#### Region outline entries:
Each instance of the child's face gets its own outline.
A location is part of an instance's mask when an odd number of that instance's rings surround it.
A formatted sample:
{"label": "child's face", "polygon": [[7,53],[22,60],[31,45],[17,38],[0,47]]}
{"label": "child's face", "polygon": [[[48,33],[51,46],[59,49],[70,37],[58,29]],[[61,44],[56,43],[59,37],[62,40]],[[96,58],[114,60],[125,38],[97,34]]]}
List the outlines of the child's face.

#### TASK PROMPT:
Reproduce every one of the rows above word for word, leaving each line unaltered.

#### ANSWER TO THE EXERCISE:
Each instance of the child's face gets its own outline.
A location is part of an instance's mask when an odd number of that instance's rings surround it.
A formatted sample:
{"label": "child's face", "polygon": [[7,53],[22,60],[31,45],[17,38],[0,47]]}
{"label": "child's face", "polygon": [[[48,33],[51,46],[59,49],[70,37],[58,29]],[[61,44],[56,43],[59,37],[62,40]],[[96,58],[114,60],[125,38],[97,34]]]}
List the outlines of the child's face.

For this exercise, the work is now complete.